Information supplied START

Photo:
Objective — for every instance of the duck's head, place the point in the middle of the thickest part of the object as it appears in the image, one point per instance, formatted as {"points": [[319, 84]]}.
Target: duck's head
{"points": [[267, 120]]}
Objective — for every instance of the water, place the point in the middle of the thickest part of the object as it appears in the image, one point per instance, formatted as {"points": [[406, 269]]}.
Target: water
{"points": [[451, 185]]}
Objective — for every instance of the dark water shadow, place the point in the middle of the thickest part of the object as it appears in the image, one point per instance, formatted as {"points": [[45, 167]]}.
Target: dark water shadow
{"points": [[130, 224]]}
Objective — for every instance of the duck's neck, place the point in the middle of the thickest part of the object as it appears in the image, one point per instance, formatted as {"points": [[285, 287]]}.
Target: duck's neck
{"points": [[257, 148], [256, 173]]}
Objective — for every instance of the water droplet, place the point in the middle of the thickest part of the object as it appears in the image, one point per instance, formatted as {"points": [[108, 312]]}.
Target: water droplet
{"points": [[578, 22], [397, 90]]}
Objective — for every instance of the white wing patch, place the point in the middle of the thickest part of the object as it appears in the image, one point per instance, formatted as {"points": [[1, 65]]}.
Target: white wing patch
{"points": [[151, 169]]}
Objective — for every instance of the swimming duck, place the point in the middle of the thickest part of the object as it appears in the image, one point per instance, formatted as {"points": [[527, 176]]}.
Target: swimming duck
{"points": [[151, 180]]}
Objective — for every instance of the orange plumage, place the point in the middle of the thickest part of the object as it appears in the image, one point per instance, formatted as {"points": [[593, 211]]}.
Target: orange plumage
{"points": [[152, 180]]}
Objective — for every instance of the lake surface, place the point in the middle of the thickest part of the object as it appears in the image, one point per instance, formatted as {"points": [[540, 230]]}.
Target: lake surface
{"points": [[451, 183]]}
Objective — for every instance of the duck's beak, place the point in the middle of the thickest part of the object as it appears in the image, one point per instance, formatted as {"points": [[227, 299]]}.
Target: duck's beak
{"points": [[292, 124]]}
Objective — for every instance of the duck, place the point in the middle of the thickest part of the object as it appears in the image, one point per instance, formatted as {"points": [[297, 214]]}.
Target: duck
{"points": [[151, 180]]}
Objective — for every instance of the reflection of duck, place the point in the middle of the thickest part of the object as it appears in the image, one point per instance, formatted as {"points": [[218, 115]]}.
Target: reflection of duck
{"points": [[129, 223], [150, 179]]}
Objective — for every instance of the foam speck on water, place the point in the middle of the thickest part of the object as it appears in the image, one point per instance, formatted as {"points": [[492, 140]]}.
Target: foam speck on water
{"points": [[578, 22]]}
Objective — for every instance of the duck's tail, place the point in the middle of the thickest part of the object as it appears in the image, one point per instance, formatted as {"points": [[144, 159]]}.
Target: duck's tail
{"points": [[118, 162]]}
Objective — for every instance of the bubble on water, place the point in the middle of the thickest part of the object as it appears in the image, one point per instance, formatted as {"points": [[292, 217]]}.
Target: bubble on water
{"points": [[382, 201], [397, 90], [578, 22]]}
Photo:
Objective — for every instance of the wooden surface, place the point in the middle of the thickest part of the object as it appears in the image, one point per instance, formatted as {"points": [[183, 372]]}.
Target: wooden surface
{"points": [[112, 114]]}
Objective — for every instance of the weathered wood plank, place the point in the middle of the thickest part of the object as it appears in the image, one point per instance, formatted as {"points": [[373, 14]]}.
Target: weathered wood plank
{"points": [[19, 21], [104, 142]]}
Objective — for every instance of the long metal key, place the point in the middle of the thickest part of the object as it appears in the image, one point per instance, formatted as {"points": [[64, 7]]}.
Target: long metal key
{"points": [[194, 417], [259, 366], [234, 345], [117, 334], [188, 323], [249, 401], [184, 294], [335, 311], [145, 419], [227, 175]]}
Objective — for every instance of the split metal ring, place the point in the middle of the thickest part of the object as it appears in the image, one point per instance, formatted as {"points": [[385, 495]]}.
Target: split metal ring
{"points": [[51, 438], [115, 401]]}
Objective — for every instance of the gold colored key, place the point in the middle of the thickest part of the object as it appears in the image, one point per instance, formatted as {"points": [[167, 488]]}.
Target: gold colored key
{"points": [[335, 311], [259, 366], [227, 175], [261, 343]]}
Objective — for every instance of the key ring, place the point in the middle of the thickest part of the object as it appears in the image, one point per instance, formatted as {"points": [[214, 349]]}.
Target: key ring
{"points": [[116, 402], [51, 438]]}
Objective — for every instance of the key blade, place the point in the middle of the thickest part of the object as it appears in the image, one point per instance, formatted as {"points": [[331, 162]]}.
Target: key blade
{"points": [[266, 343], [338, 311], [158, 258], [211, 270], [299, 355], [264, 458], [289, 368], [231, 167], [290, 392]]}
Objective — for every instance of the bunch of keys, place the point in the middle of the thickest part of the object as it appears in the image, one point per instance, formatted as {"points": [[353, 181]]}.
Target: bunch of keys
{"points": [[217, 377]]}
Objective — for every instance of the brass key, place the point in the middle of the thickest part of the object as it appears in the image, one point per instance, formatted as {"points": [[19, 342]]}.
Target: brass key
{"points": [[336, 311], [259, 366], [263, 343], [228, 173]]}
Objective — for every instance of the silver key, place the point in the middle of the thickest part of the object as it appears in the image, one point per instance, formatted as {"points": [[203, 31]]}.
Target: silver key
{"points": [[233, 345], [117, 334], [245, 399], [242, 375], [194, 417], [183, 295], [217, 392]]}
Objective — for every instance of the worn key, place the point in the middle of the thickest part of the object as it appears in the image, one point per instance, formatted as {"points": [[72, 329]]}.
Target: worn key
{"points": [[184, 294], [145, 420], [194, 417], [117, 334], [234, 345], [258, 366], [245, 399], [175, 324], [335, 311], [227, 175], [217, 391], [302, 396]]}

Information supplied END

# Description of the task
The records above need to be written out again. Keep them exact.

# Solution to the exercise
Photo:
Objective — for every instance of the duck's head, place the point in the middle of the thickest part of the object as it appears in the image, one point per instance, formatted as {"points": [[319, 84]]}.
Target: duck's head
{"points": [[267, 120]]}
Objective — for every instance of the water, place the point in the middle of the thickest part of the object as it appears in the image, one point per instance, formatted as {"points": [[406, 269]]}.
Target: water
{"points": [[451, 185]]}
Objective — for every instance of the dark water shadow, place the point in the middle of the thickest part of the object as it appears in the image, one point per instance, formatted as {"points": [[45, 167]]}.
Target: dark water shadow
{"points": [[130, 224]]}
Objective — for every instance of the duck's neck, place the point in the middle of the thickest part of the object as it appears in the image, one point per instance, formatted as {"points": [[285, 287]]}.
Target: duck's neck
{"points": [[257, 148], [256, 173]]}
Objective — for every instance of the water droplet, place the point in the middle of the thickest part of the object as it appears in the image, one point per instance, formatted as {"points": [[108, 312]]}.
Target: water droplet
{"points": [[578, 22], [397, 90]]}
Objective — for every instance of the white wing patch, place the point in the middle of the thickest part of the object as it appears in the image, one point per instance, formatted as {"points": [[1, 65]]}.
Target: white wing patch
{"points": [[151, 169]]}
Objective — for every instance of the swimming duck, place the point in the middle of the thickest part of the object as it appears in the image, one point per instance, formatted as {"points": [[527, 176]]}.
Target: swimming duck
{"points": [[151, 180]]}
Objective — for every instance of the orange plumage, place the point in the middle of the thickest part of the object as it appears in the image, one point per instance, formatted as {"points": [[593, 211]]}.
Target: orange plumage
{"points": [[152, 180]]}
Objective — for every instance of the lake surface, place the point in the middle of the thickest part of the object as it appears in the image, one point per instance, formatted as {"points": [[540, 230]]}.
Target: lake surface
{"points": [[451, 183]]}
Objective — for every instance of the duck's beak, place the point in the middle of the thickest part of the object as it appears in the image, one point per instance, formatted as {"points": [[227, 299]]}.
Target: duck's beak
{"points": [[292, 124]]}
Objective — for every instance of the duck, place the point in the middle of the thickest part of the object as it appears in the image, one point per instance, formatted as {"points": [[297, 214]]}.
Target: duck
{"points": [[151, 180]]}
Objective — for every instance of the reflection of duck, place the point in the middle of the thickest part of the object as it appears in the image, one point per instance, formatted as {"points": [[218, 115]]}.
Target: reflection of duck
{"points": [[129, 223], [150, 179]]}
Objective — for every instance of the foam speck on water, place the point in the middle of the thickest part of the object as it appears in the image, one point per instance, formatted as {"points": [[492, 140]]}.
Target: foam speck on water
{"points": [[578, 22]]}
Objective — for every instance of the duck's tail, place the point in the middle of the thickest part of the object as it appears in the image, one point per instance, formatted as {"points": [[144, 159]]}.
Target: duck's tail
{"points": [[118, 162]]}
Objective — for every instance of the bubble on water, place the point in the middle of the thickest part of the object as it appears in the image, one point per instance, formatted as {"points": [[292, 217]]}.
Target: bubble on water
{"points": [[382, 201], [397, 90], [578, 22]]}
Photo:
Objective — for every instance of the wooden surface, place the point in the middle of the thickest part of the object as it appears in the image, one point per instance, formatted as {"points": [[183, 372]]}.
Target: wooden surface
{"points": [[112, 114]]}
Objective — for every instance of the weathered wood plank, place the point in the middle of the thickest part of the object as it appears in the image, one point per instance, formatted as {"points": [[373, 14]]}.
Target: weathered wood plank
{"points": [[19, 21], [104, 142]]}
Objective — for every instance of the long metal key, place the point in the middle of the thickest part of the object as it appears in the image, one point per instance, formatted as {"points": [[64, 7]]}.
Target: long metal key
{"points": [[194, 417], [259, 366], [234, 345], [117, 334], [188, 323], [249, 401], [184, 294], [335, 311], [145, 419], [227, 175]]}
Objective — for every instance of the split metal ring, place the point in the middle of the thickest part of the object as it appears in the image, one point per instance, formatted as {"points": [[385, 495]]}.
Target: split metal ring
{"points": [[51, 438], [115, 401]]}
Objective — for every instance of the gold colored key, place the point in the middle of the thickest part of the object as it appears in the image, one point per instance, formatted as {"points": [[167, 488]]}.
Target: gold colored key
{"points": [[335, 311], [259, 366], [227, 175], [261, 343]]}
Objective — for every instance of the key ring, place the point in the middle of the thickest part of the object as it appears in the image, one point per instance, formatted as {"points": [[214, 349]]}.
Target: key ring
{"points": [[116, 402], [51, 438]]}
Objective — for every instance of the key blade, place the point in the middle of the thickest part of the object as it appears in the image, one point per instance, formatted as {"points": [[331, 162]]}.
Target: key blade
{"points": [[266, 343], [338, 311], [158, 258], [211, 270], [299, 355], [264, 458], [289, 368], [231, 167], [290, 392]]}
Objective — for every instance of the bunch of keys, place the point in the middle of the thickest part of the object as it appears in the image, one point per instance, formatted as {"points": [[353, 181]]}.
Target: bunch of keys
{"points": [[217, 377]]}
Objective — for every instance of the brass key, place the point in the middle of the thickest part of the object as it appears in the image, one point per instance, formatted as {"points": [[19, 342]]}.
Target: brass key
{"points": [[336, 311], [259, 366], [263, 343], [228, 173]]}
Objective — for every instance of the silver key, place the point in the middle of the thickest part of the object as it appears in the image, one point per instance, formatted as {"points": [[203, 31]]}.
Target: silver key
{"points": [[233, 345], [117, 334], [245, 399], [242, 375], [194, 417], [183, 295], [217, 392]]}
Objective — for every instance of the worn key, place the point in the middle of the thickest part of the object as it appears in the image, one point per instance, formatted as {"points": [[72, 329]]}.
Target: worn key
{"points": [[184, 294], [145, 420], [194, 417], [117, 334], [234, 345], [258, 366], [245, 399], [175, 324], [335, 311], [227, 175], [217, 391], [302, 396]]}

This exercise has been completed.